INSTRUCTIONS TO FOLLOW
Pick up the Qwen3-VL 8B Core AI model card below where it stops and write what comes next.

Qwen3-VL 8B — Core AI (`.aimodel`)

Qwen/Qwen3-VL-8B-Instruct converted to Apple Core AI (.aimodel, macOS 27): image+text → text fully on the GPU via Apple's coreai-pipelined engine, zero custom kernels. The 8B sibling of the Qwen3-VL 2B port — same recipe, with one one-line loader change for its untied LM head.

Mac-only. The 8.7 GB int8hu decoder exceeds the iPhone increased-memory jetsam ceiling (~6.4 GB class). For on-device iPhone use, see the 4B or 2B ports.

Part of the CoreAI-Model-Zoo; full card with the conversion design: zoo/qwen3-vl.md.

Measured

platform	prefill tok/s	decode tok/s	numerics
M4 Max (macOS 27 beta)	54.4	54.3	torch ladder vs fp32-HF incl. untied head + depth-27 ViT (vision cos 1.0001, 36/36 layers cos 1.000, decode 16/16) + engine ≡ python 24/24 on the 211-tok multimodal prompt

Decode is bandwidth-bound: the 8.7 GB int8hu decoder reads ~8.7 GB/token. Vision encode runs once per image. Cold GPU specialization ~16.5 s, warm load a few seconds.

ENTRIES

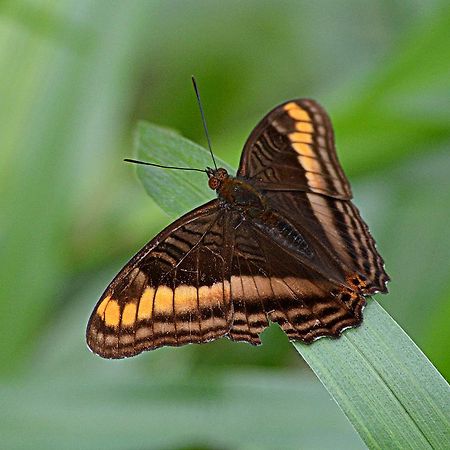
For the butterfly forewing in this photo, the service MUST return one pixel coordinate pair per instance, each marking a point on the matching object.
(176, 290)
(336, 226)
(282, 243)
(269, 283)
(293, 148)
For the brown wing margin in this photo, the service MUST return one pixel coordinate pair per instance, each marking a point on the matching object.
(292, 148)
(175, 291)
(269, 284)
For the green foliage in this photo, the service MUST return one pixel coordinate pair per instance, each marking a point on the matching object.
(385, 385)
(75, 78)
* * *
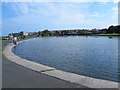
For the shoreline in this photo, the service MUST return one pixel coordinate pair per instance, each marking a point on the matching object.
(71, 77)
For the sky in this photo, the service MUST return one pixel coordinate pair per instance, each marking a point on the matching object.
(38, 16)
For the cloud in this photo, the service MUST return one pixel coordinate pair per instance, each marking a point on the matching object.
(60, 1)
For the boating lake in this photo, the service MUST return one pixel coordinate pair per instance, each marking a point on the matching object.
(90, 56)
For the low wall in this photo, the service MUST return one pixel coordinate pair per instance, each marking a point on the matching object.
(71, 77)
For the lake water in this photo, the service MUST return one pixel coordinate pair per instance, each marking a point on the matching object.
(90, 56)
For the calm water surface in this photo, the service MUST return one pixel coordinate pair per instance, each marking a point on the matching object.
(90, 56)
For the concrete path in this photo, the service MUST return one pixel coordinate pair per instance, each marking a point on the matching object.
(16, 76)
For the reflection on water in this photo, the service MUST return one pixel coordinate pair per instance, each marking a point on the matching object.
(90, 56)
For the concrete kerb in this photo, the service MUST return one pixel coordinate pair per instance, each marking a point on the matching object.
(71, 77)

ANSWER TO THE TASK
Files

path	what	size
`gpu-pipelined/qwen3_vl_8b_instruct_decode_int8hu_s1/`	text decoder LanguageBundle (SHIP: int8 per-block-32 body + untied absmax int8 head; tokenizer + metadata included)	8.7 GB
`gpu-pipelined/qwen3_vl_8b_instruct_vision/`	fixed-grid vision encoder (448×448 → 196 tokens + DeepStack), fp16	1.1 GB

How it works (short version)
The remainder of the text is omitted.